* _WHAT TO WORK ON_:
1 - Write out the part of the memcached discussion reply that opens with the words containing "Sorry, my bad" and closes with "a knee-jerk reaction.".
2 - Transfer the part of the records that opens with the line containing "Return one point per instance of the tall light" and closes with the line containing "x=320, y=460", both ends included, keeping the requests and adding 142 to every x and y coordinate in the answers. Leave the pictures out.

The last time I looked at the Violin (~9 months ago), it was crazy expensive, especially given how easy and cheap (relatively) it is to make a 1TB+ memcached pool.

You sound especially concerned with rack units, so if you're super-constrained for space, I suppose that is a concern. But generally most datacenters are power-constrained these days, rather than space constrained. If that's the case for you, I doubt the possible power savings from having less CPUs on a Violin setup offsets the extremely high price of the device.

One upside to having 4-16 nodes in your pool is better failure resiliency. You'll fail more often, but failures will be less catastrophic.

If you are looking to use block devices for some reason other than space savings, I've seen a few things from various vendors that are coming in the next few months based on SSD that will be massively better from a price-point comparison, so you may want to wait and compare. They're not going to give you RAM performance, but thousands of random IOPS per device multiplied by a handful of devices might work well for your use case.

Don


Brad Fitzpatrick wrote:
Ah!  I understand now.

Sorry, my bad .... so many people on this list trying to use memcached in really perverted ways and often not understanding how it works or how it should be used... so I've grown a bit of a knee-jerk reaction.

* _RECORD LIST_:
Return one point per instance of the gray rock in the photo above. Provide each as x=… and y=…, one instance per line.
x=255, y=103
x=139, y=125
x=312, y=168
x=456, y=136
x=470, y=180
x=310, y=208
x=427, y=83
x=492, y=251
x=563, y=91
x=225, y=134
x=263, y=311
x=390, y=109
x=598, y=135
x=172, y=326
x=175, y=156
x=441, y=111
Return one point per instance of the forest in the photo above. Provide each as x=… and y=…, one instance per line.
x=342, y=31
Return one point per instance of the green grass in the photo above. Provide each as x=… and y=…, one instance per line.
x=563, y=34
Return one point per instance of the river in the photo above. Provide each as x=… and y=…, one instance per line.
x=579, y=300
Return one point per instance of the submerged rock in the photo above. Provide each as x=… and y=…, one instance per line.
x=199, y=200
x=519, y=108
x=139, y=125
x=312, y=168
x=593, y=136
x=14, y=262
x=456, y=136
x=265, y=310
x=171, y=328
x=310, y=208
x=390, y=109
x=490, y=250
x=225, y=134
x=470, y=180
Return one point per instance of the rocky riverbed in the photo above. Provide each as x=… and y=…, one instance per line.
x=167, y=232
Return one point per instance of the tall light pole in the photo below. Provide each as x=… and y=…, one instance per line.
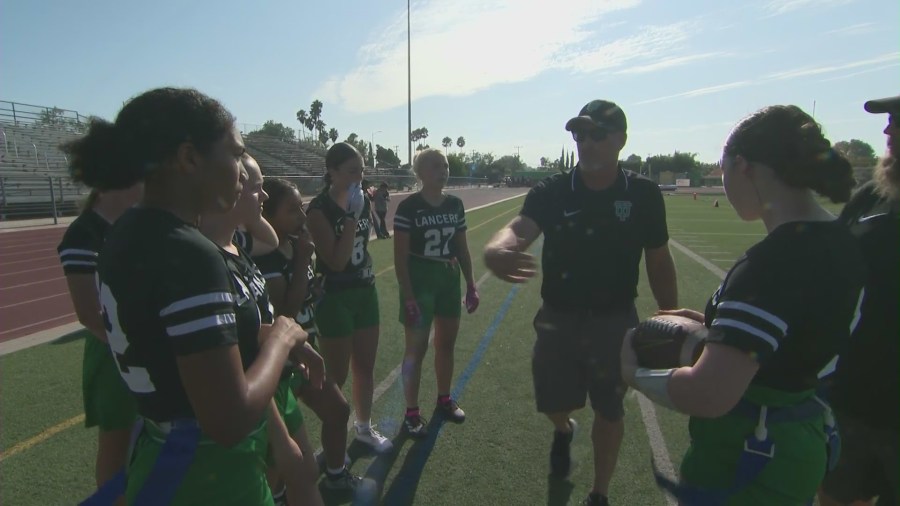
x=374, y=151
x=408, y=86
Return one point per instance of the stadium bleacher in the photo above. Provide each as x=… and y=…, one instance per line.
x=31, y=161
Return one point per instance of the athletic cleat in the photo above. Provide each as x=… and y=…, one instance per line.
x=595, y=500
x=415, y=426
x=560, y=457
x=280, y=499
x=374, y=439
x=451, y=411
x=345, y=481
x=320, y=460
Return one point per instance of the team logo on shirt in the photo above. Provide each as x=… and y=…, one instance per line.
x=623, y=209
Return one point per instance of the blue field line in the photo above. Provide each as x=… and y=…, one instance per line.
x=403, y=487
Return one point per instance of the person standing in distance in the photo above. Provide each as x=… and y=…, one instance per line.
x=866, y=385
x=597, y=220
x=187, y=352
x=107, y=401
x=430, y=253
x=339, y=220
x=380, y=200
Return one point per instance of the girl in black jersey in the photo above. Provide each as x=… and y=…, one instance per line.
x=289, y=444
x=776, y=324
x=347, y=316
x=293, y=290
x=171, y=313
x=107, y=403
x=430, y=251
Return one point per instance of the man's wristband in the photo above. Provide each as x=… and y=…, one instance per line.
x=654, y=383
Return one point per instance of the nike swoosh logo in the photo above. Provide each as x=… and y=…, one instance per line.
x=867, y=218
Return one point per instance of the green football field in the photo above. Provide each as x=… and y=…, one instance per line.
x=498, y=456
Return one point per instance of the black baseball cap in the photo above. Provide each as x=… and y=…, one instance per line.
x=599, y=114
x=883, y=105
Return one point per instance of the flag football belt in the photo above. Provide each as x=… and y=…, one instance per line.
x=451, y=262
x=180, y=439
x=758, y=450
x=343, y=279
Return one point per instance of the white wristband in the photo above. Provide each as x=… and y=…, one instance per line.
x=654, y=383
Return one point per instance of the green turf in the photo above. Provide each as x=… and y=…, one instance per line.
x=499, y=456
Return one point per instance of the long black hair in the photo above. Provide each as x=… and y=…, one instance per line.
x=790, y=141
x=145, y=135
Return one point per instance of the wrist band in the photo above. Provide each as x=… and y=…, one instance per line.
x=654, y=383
--
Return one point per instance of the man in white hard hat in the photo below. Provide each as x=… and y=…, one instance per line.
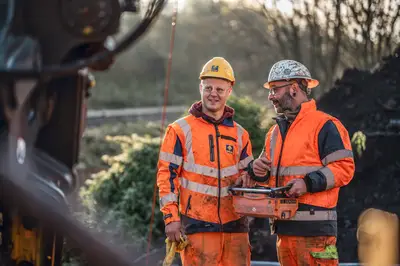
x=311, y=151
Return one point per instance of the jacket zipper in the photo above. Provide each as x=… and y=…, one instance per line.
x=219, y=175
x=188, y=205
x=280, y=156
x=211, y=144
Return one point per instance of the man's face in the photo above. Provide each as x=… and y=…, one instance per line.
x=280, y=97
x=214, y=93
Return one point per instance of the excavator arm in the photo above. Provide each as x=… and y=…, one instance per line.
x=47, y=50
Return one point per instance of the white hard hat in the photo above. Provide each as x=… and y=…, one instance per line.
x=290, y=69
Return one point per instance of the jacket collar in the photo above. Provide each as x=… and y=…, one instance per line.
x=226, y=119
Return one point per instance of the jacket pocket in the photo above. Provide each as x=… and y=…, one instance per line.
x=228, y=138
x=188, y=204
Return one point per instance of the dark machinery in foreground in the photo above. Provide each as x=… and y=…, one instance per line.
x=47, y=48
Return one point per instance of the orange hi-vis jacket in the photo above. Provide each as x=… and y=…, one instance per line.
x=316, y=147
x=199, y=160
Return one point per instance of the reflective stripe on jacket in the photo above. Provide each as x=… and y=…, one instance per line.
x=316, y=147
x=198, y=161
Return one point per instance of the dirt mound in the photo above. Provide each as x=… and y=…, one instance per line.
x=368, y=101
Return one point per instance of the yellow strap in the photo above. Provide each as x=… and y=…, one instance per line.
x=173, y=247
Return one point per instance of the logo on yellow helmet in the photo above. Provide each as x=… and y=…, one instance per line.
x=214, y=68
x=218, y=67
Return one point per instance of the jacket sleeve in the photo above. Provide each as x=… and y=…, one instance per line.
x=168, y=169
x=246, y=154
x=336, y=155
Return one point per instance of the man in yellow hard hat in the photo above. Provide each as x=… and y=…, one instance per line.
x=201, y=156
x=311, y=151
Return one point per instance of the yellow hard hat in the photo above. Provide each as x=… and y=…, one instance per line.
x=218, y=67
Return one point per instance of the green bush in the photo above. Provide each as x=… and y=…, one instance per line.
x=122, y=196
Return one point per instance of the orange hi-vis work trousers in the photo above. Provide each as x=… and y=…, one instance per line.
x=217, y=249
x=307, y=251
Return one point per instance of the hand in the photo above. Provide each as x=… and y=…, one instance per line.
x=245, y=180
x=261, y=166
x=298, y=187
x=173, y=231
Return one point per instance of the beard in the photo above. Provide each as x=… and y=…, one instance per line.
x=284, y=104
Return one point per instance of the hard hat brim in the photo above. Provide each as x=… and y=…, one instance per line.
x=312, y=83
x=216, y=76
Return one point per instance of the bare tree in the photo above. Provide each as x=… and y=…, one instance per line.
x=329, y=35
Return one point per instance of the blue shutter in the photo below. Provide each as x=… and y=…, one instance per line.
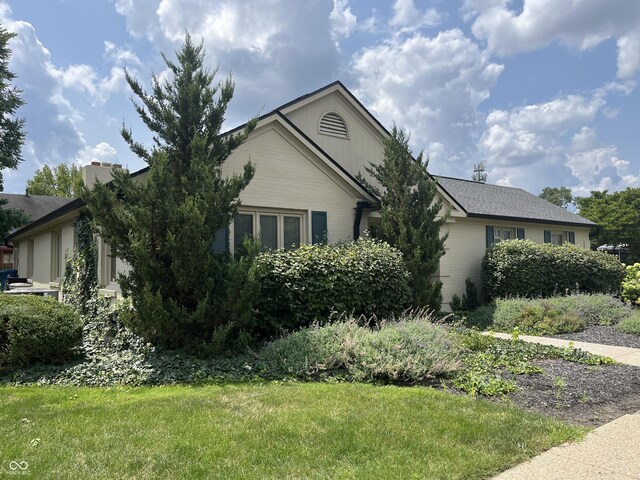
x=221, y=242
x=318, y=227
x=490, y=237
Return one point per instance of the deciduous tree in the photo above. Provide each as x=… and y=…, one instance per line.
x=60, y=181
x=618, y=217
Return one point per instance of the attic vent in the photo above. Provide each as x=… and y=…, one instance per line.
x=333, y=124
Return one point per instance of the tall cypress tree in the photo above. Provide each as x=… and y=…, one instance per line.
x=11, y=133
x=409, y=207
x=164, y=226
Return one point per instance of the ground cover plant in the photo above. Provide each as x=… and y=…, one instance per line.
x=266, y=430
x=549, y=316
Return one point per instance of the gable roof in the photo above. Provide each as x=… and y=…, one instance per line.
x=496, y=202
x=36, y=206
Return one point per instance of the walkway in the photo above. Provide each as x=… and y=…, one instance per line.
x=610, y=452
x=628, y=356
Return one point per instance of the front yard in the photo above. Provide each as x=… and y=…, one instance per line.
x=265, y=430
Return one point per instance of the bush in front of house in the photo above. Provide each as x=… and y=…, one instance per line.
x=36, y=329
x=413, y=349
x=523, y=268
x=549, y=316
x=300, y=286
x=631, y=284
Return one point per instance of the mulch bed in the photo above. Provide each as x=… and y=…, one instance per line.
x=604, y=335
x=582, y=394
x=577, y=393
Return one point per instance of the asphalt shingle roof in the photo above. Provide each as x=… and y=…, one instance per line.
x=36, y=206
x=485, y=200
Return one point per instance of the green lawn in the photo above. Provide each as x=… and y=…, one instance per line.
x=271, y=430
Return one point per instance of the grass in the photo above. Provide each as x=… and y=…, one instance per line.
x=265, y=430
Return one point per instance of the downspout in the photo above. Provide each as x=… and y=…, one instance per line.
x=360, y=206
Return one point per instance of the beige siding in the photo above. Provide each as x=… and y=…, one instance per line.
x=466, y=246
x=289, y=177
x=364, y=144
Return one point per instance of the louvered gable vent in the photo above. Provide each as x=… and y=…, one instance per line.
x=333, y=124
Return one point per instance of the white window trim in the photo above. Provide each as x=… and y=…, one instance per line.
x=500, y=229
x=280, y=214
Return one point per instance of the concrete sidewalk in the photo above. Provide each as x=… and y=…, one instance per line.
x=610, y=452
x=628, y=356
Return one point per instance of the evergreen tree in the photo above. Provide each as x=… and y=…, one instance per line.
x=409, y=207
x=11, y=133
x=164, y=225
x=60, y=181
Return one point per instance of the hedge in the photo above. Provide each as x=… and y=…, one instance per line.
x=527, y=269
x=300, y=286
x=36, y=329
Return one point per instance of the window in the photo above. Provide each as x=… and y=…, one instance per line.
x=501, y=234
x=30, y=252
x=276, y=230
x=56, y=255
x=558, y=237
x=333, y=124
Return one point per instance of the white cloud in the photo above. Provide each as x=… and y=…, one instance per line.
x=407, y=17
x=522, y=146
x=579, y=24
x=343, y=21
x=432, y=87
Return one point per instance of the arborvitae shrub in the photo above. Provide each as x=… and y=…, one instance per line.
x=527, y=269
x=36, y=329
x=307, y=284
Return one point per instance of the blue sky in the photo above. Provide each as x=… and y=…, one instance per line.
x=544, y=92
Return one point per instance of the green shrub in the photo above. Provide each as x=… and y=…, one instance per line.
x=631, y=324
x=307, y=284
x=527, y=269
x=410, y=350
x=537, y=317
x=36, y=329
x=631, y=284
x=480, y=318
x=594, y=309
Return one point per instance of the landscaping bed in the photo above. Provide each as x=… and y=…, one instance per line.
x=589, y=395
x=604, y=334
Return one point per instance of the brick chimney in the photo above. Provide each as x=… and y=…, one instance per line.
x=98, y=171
...
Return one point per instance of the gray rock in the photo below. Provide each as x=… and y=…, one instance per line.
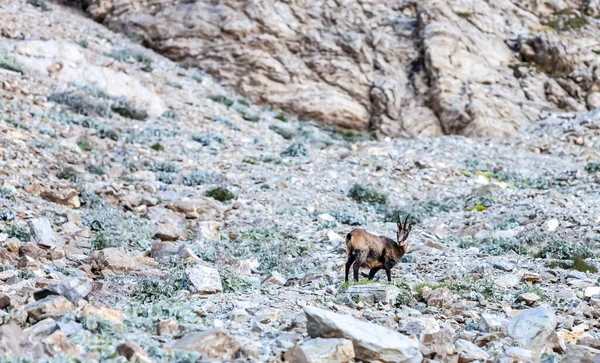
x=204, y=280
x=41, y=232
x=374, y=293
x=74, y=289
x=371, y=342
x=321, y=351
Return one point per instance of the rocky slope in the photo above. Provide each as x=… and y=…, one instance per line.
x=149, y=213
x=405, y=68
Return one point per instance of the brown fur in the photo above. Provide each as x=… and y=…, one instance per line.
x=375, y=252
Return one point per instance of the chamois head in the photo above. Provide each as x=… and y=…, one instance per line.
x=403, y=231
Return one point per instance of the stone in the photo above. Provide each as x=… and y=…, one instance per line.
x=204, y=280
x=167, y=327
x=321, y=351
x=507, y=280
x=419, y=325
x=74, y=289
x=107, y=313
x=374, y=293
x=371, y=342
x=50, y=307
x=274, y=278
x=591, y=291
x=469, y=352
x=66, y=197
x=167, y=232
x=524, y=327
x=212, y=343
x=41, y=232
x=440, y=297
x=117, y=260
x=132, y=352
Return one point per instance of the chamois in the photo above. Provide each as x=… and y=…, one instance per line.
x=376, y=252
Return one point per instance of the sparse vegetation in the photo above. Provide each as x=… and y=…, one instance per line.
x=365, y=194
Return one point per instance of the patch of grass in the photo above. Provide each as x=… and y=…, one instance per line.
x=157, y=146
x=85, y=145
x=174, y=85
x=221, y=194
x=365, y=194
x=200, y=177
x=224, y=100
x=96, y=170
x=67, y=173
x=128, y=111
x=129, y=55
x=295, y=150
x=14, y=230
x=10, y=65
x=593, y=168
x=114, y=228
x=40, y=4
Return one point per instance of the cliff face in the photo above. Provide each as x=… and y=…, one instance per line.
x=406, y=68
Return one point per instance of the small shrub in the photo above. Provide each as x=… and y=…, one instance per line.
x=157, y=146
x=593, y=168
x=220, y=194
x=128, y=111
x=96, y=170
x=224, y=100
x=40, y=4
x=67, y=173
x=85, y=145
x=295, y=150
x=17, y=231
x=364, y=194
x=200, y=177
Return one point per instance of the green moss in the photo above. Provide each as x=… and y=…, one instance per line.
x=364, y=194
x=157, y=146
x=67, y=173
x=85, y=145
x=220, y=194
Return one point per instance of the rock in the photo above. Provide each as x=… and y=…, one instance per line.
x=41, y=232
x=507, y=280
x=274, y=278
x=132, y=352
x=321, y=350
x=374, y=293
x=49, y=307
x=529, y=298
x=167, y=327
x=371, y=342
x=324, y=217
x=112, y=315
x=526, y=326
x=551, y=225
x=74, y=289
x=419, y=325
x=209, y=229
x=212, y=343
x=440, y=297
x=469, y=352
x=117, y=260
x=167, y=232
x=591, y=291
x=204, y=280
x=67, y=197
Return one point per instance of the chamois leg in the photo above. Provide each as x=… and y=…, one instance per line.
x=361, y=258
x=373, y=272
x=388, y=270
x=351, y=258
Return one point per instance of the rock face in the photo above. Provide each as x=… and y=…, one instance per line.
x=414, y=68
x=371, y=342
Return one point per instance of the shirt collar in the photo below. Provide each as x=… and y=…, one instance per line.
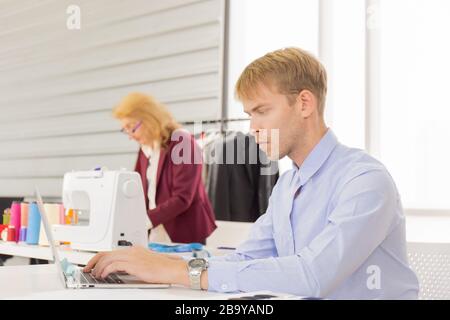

* _TASK ANSWERS_:
1 -
Sorry, my bad .... so many people on this list trying to use memcached in really perverted ways and often not understanding how it works or how it should be used... so I've grown a bit of a knee-jerk reaction.

2 -
Return one point per instance of the tall light pole in the photo below. Provide each as x=… and y=…, one instance per line.
x=516, y=293
x=550, y=228
Return one point per instance of the stadium bleacher in the photo above. Provide each as x=… and y=…, one instance per line.
x=173, y=303
Return one point per instance of the athletic cleat in the photo above. Provide each as x=… and y=…, one instance per line.
x=737, y=642
x=557, y=568
x=702, y=599
x=422, y=641
x=516, y=581
x=593, y=553
x=487, y=623
x=462, y=602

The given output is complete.